→ FRAGMENTO
■ ■ ■ ■ ■ ■ ■

Al observar la producción de Yente y Del Prete, podemos sentirnos fácilmente perdidos o confundidos. Si esperamos hallar una carrera organizada a lo largo de un eje de desarrollo convencional, es posible que nos sintamos frustrados. La mayoría de las muestras retrospectivas de artistas modernos siguen un modelo similar: la primera sala exhibe obras tempranas basadas en estudios académicos y dibujos figurativos. A continuación, vemos una gradual deconstrucción de esos modelos y la aparición de un estilo personal que cuestiona esa formación. Después llegamos a la primera etapa de un estilo que ha madurado, en el cual esas “conquistas” se consolidan en un lenguaje personal. También podemos encontrar un par de salas en las que el artista experimenta con sus “exploraciones” estilísticas, a menudo relacionadas con algún grupo o movimiento de artistas con ideas afines (surrealismo, arte concreto, expresionismo abstracto, etc.). Por último, dependiendo del artista, podemos tener un último período en el que se aparta del grupo, a la vez que experimenta con los límites de ese estilo. Este “viaje del héroe” del artista y su relación con la historia del arte es tan común que resulta casi invisible como recurso retórico.


Yente. Circo, 1941.

En el caso de Yente o Del Prete, una exposición de ese tipo sería imposible. Los lenguajes y estilos saltan de un lado a otro entre abstracción y figuración, formas definidas y marcas gestuales, color explosivo y monocromos apagados. Podemos detectar en las obras un eje y una sensibilidad comunes, pero su secuencia temporal escapa a una disposición organizada. En este sentido, ellos no son, en modo alguno, únicos. Importantes artistas modernos, como Joaquín Torres García, también presentan carreras que no encajan en categorías acordes con lo esperado. Este, por ejemplo, en la década de 1940, en el apogeo de su interés por la abstracción, hizo una serie de retratos de “hombres célebres” (incluyendo figuras tan diversas como Velázquez, Churchill, Stalin y Bolívar) que parecerían negar sus obras constructivistas, pero es otro caso de un artista que no aceptaba tomar decisiones categóricas que limitaran su libertad de pasar de la abstracción a la figuración, la naturaleza muerta, el paisaje, el retrato o cualquier género o medio que eligiera. Por eso, también fue finalmente considerado sospechoso por artistas como Tomás Maldonado o el grupo Madí, que juzgaban lo que veían como falto de convicción y coherencia más que como un compromiso con la libertad artística.

■ ■ ■ ■ ■ ■ ■

→ INDICACIONES Y REQUISITOS
De acuerdo con el fragmento sobre Yente y Del Prete, ¿por qué sería imposible montar con su obra una retrospectiva del modelo habitual? Explícalo en una a tres oraciones.

■ ■ ■ ■ ■ ■ ■

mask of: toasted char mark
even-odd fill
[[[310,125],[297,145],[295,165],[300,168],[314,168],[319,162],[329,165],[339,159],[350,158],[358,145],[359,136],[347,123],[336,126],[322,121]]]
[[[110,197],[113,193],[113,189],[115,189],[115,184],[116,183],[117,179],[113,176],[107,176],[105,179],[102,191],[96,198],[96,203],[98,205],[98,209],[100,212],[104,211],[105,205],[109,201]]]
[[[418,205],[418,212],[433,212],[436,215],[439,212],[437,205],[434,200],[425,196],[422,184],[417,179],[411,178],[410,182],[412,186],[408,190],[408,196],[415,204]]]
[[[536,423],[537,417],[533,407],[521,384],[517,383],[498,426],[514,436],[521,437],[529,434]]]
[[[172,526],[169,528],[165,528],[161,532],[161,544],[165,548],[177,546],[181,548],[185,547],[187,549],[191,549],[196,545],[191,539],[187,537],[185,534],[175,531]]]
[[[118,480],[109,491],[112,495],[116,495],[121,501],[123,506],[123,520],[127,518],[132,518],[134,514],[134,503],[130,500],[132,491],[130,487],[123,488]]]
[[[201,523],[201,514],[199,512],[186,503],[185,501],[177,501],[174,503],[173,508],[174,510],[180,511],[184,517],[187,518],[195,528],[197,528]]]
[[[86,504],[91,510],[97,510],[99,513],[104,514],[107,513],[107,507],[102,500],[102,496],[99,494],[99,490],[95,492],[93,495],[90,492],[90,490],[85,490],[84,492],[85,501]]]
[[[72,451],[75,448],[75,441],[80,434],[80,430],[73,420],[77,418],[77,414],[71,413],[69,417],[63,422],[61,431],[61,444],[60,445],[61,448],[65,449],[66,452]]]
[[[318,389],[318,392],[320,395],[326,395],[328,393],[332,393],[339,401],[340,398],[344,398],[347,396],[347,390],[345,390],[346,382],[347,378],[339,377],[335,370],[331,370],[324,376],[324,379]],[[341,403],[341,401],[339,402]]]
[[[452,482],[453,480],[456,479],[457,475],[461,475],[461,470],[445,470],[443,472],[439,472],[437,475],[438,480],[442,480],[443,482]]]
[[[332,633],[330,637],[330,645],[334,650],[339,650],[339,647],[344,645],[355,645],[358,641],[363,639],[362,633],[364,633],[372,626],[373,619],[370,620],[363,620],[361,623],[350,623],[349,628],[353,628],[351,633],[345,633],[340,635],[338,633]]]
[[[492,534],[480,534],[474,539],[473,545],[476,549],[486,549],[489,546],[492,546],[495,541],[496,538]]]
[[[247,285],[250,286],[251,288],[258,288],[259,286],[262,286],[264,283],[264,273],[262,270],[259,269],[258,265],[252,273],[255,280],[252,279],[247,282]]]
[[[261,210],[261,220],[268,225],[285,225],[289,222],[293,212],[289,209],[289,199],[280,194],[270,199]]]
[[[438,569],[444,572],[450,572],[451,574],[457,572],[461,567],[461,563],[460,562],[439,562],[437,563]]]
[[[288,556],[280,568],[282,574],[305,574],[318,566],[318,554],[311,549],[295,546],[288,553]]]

■ ■ ■ ■ ■ ■ ■

→ RESPUESTA
Sus lenguajes y estilos saltan de un lado a otro entre abstracción y figuración, formas definidas y marcas gestuales, color explosivo y monocromos apagados. Aunque en las obras se detectan un eje y una sensibilidad comunes, su secuencia temporal escapa a una disposición organizada.